Qu'elle est belle, cette nature cultivée! Que par les soins de l'homme elle est brillante et pompeusement parée ! Il en fait lui-même le principal ornement; il en est la production la plus noble; en se multipliant, il en multiplie le germe le plus précieux; elle-même aussi semble se manifester avec lui; il met au jour par son art tout ce qu'elle recélait dans son sein. Que de trésors ignorés, que de richesses nouvelles! Les fleurs, les fruits, les grains perfectionnés, multipliés à l'infini, les espèces utiles d'animaux transportées, augmentées sans nombre; les espèces nuisibles réduites, confinées, reléguées; le fer, plus nécessaire que l'or, tiré des entrailles de la terre; les torrents contenus, les fleuves dirigés, resserrés; la mer même soumise, reconnue, traversée d'un hémisphère à l'autre; la terre accessible partout, partout rendue aussi vivante que féconde; dans les vallées de riantes prairies, dans les plaines de riches pâturages ou des moissons encore plus riches; les collines chargées de vignes et de fruits, leurs sommets couronnés d'arbres utiles et de jeunes forêts; les déserts devenus des cités habitées par un peuple immense qui, circulant sans cesse, se répand de ces contrées jusqu'aux extrémités; des routes ouvertes et fréquentées, des communications établies partout, comme autant de témoins de la force et de l'union de la société; mille autres monuments de puissance et de gloire démontrent assez que l'homme, maître du domaine de la terre, en a changé, renouvelé la surface entière, et que de tout temps il partage l'empire avec la nature.

Le début de ce tableau de la nature cultivée est un

hymne; on y voit, on y sent l'épanouissement de la nature, telle que l'a faite, « brillante et pompeusement parée, » le travail de l'homme. - « Trésors ignorés ; » ici trésors est pis dans son sens étymologique, mot grec qui signifie objet déposé, enfoui. — « Que de richesses nouvelles. » Ce sont les biens à la face du ciel; l'énumération qui suit en est complète.-« Aussi vivante que féconde; >> comme toute la terre, avec ses fleuves, ses mers, ses vallées, ses collines, passe tour à tour sous nos regards pour étaler les merveilles de la culture! Toute cette végétation est vivante, «< ces jeunes forêts qui couronnent » les collines sont animées. Le naturaliste se souvient ici qu'il est philosophe. De la nature il passe à l'homme qui peuple les déserts, à l'homme qui répand partout « les monuments de sa puissance et de sa gloire. » Ici le style s'élargit avec les idées, l'air circule dans la phrase; on respire le grand souffle de la nature; on sent le combat de cette nature résistant et cédant à l'effort de l'homme. On comprend devant ce style l'inscription qui fut placée au pied de la statue de Buffon: Majestati naturæ per ingenium. Mais la nature peut dégénérer entre les mains de l'homme, c'est cet état funeste que l'auteur va décrire.

**Données extraites**
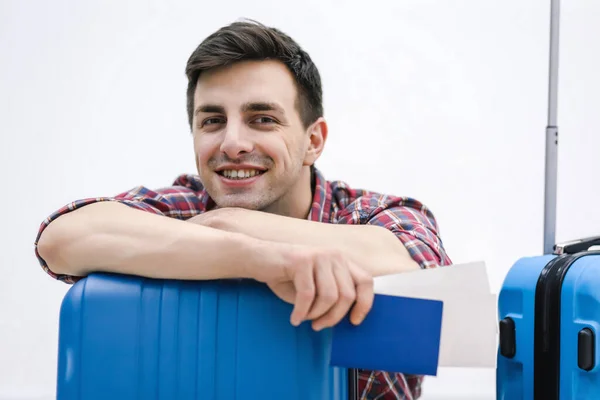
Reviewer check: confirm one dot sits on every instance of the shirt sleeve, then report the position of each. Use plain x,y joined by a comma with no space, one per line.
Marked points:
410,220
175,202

==

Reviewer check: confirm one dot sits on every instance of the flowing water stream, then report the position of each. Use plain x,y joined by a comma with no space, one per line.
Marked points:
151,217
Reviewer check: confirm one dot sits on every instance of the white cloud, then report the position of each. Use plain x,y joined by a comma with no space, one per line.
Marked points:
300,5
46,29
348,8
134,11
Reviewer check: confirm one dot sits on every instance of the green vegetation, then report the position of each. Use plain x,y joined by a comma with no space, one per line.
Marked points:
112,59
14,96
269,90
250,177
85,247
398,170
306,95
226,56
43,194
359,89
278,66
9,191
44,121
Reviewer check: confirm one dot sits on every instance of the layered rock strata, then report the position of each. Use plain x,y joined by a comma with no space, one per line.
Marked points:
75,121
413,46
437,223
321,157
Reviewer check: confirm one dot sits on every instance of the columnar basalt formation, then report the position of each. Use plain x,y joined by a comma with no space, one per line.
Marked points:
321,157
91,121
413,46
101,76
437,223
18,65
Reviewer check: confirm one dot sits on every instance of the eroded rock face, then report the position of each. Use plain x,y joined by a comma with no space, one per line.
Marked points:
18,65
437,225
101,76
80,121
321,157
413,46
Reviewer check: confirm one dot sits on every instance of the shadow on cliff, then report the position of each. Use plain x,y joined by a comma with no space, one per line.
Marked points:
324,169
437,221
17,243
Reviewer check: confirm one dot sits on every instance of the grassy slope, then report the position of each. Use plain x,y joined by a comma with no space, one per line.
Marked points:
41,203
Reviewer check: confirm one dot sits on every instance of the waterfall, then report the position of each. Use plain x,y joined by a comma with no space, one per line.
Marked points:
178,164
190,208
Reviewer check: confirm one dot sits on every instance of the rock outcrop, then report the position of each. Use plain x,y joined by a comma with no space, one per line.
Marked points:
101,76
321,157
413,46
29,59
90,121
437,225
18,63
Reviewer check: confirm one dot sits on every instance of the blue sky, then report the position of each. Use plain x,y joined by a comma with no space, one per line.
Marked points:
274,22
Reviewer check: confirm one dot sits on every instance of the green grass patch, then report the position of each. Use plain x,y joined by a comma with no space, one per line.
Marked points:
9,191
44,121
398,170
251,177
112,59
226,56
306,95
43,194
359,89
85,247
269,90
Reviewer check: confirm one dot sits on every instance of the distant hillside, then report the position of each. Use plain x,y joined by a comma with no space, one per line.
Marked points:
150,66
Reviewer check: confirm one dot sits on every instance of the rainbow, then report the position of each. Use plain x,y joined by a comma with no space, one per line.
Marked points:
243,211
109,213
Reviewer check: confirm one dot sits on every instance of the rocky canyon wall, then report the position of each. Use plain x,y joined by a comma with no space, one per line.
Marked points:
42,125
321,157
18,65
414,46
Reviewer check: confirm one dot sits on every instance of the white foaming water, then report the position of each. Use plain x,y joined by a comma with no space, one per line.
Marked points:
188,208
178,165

**Consigne**
D'après l'extrait sur la nature cultivée, quel métal est jugé plus nécessaire que l'or ?

**Réponse attendue**
Le fer.